▶ Material:
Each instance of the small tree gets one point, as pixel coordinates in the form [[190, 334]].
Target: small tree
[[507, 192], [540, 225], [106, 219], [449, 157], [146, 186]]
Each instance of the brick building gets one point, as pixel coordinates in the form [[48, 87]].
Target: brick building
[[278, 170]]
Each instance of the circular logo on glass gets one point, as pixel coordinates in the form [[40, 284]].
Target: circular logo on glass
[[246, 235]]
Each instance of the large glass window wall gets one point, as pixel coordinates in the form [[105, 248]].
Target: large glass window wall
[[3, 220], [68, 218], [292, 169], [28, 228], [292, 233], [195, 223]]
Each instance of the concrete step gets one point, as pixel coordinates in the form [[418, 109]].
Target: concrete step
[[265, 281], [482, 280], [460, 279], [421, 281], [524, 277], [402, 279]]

▶ Stated goal: Copy every one of the items above, line for line and without changing a single character.

▶ Result:
Each instance of the small tree gets one point, as pixel coordinates in the form [[190, 334]].
Target: small tree
[[507, 192], [540, 225], [106, 219], [449, 157], [146, 186]]
Each instance of the brick building gets one point, as pixel coordinates in the form [[48, 87]].
Target: brick building
[[278, 170]]
Each instance of the circular logo on glass gets one point, as pixel coordinates in the form [[40, 284]].
Target: circular logo on glass
[[246, 235]]
Each instance of the large glass window wall gets one point, as pixel coordinates in the form [[105, 248]].
Target: large glass window wall
[[3, 220], [68, 218], [292, 169], [28, 228], [292, 233], [195, 223]]
Each instance of the concrete step gets one point, as pixel coordinates in the form [[418, 109]].
Target: concrete step
[[265, 281], [482, 280], [460, 279], [421, 281], [524, 277], [402, 279]]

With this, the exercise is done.